EXERCISE —
Could you write out the records again, beginning at the line that contains "## Example: Locating the white dome" and stopping after the line that contains "top-left (0, 0), bottom-right (400, 77)", with the requests included, and scale every box coordinate in the answers by 1.85, rounding to whole numbers with halves going up? Keep the requests and their sample formats unchanged.

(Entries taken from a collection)

***

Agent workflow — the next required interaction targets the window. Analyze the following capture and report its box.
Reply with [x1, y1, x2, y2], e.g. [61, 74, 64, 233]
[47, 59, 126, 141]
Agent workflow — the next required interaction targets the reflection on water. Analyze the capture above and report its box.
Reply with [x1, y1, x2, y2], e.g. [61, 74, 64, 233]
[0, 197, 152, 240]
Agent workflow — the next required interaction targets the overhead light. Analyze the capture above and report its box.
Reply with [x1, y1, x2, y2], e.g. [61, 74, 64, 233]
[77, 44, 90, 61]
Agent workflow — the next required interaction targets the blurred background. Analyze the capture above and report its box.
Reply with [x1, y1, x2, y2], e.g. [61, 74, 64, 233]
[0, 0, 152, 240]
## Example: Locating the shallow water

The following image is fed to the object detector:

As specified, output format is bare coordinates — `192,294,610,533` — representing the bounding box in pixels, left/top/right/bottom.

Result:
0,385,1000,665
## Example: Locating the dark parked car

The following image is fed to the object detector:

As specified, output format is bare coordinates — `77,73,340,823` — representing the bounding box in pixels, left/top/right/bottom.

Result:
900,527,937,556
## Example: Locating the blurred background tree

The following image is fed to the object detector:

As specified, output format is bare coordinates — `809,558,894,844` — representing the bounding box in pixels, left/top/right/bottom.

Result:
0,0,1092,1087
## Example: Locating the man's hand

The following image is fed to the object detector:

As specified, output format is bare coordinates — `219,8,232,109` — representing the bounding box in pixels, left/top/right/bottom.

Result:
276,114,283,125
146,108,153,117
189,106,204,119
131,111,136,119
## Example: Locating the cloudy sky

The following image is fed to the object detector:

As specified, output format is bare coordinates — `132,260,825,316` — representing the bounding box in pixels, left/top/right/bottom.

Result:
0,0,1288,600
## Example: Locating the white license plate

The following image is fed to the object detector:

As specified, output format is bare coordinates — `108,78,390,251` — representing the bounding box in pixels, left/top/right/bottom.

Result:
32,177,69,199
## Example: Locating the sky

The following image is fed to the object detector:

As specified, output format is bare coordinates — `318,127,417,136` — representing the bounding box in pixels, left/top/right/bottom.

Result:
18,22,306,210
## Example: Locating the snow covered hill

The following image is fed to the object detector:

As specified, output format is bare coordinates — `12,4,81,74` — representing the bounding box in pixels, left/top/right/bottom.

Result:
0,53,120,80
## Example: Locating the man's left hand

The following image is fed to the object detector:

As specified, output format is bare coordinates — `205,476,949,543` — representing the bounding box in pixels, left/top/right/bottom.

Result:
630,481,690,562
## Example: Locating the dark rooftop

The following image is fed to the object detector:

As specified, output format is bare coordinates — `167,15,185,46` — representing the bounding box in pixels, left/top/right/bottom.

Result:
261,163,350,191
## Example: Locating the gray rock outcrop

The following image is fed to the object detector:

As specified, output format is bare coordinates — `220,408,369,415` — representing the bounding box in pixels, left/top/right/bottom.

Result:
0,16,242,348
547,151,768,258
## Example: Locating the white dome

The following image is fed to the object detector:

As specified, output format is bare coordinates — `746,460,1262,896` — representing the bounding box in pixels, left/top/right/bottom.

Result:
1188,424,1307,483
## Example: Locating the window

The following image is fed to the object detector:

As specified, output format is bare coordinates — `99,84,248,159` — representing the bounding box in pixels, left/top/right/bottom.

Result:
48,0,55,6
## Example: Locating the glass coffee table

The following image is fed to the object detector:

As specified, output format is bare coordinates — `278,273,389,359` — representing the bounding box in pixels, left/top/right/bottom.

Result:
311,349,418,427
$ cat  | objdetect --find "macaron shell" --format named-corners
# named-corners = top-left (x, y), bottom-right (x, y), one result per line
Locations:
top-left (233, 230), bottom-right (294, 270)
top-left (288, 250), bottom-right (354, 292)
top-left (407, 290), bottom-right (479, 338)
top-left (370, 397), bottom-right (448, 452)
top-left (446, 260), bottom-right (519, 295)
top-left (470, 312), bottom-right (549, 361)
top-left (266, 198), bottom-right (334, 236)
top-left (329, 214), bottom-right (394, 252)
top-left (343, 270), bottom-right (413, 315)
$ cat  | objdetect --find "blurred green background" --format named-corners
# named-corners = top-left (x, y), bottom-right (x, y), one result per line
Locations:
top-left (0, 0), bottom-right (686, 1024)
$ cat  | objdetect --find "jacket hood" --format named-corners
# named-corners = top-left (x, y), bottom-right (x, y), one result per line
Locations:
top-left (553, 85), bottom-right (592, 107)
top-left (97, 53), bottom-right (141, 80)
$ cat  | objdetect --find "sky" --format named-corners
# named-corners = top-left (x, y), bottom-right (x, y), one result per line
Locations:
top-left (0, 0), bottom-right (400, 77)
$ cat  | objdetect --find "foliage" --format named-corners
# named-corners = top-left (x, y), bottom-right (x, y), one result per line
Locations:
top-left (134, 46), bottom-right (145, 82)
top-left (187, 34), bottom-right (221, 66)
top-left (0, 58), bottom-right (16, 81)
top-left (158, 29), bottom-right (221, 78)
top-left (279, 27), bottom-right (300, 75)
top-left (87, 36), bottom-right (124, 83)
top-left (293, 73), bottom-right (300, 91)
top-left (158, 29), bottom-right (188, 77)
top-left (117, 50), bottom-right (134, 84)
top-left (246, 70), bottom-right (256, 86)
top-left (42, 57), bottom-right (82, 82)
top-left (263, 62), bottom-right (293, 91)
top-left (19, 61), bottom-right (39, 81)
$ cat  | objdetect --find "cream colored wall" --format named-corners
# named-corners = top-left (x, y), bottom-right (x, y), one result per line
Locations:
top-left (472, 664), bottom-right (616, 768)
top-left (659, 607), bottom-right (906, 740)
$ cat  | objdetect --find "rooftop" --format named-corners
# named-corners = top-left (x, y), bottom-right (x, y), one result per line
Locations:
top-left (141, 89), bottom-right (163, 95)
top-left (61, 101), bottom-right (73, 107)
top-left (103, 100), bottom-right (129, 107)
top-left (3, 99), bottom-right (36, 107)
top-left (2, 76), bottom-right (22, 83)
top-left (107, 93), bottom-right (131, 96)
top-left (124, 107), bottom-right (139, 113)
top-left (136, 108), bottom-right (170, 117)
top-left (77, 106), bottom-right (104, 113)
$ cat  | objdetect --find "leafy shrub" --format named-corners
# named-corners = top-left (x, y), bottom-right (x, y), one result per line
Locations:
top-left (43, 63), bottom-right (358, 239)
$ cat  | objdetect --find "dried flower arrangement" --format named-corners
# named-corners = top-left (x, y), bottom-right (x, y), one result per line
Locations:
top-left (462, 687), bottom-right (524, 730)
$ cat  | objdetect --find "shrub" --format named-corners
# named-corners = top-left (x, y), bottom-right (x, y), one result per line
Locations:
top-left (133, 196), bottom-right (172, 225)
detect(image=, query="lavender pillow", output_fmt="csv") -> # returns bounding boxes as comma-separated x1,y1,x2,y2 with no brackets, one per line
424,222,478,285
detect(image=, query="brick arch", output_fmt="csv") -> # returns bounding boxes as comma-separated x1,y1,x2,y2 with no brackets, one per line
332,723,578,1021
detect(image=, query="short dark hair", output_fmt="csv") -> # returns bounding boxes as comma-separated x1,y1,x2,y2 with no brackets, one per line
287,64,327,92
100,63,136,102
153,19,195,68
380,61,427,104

***

OUTPUT OF THE TASK —
## Example: Locating the white dome

The following image is fed to the object detector:

As specified, output format is bare coordinates — `746,460,1262,896` — representing the bounding box in pixels, left/top/right/bottom.

Result:
2198,784,2418,894
## Example: Locating the window

The following image is fed to the object detector:

As specified, output format is bare coordinates — `99,84,248,159` — representing the bounding box in pixels, left/top/right/bottom.

Result:
89,0,102,11
## Example: Locating the glass coffee table

The following image is fed to the object detector:

As specified, output format is bare coordinates — `278,273,389,359` — representing the bounding box in pixels, left/top/right/bottom.

Result:
575,646,773,790
$ cat  | objdetect --find "macaron shell" --format named-corners
# named-corners = top-left (x, y), bottom-right (x, y), one result per line
Locations:
top-left (431, 426), bottom-right (544, 500)
top-left (533, 463), bottom-right (655, 540)
top-left (753, 537), bottom-right (886, 625)
top-left (685, 734), bottom-right (829, 836)
top-left (825, 481), bottom-right (960, 546)
top-left (870, 577), bottom-right (1016, 668)
top-left (492, 366), bottom-right (618, 437)
top-left (609, 396), bottom-right (729, 466)
top-left (635, 500), bottom-right (764, 583)
$ cat  | objdetect --find "blurred green background" --format named-corners
# named-corners = top-left (x, y), bottom-right (x, y), one result per line
Locations:
top-left (0, 0), bottom-right (1269, 1894)
$ cat  | objdetect --find "jacket hood" --format named-corners
# named-corners = top-left (x, y), bottom-right (x, y), one result per line
Locations:
top-left (1023, 157), bottom-right (1095, 198)
top-left (179, 98), bottom-right (261, 148)
$ cat  | objdetect --find "sky" --format named-corners
# named-corners = top-left (x, y), bottom-right (x, y), one result per line
Locations:
top-left (0, 0), bottom-right (740, 142)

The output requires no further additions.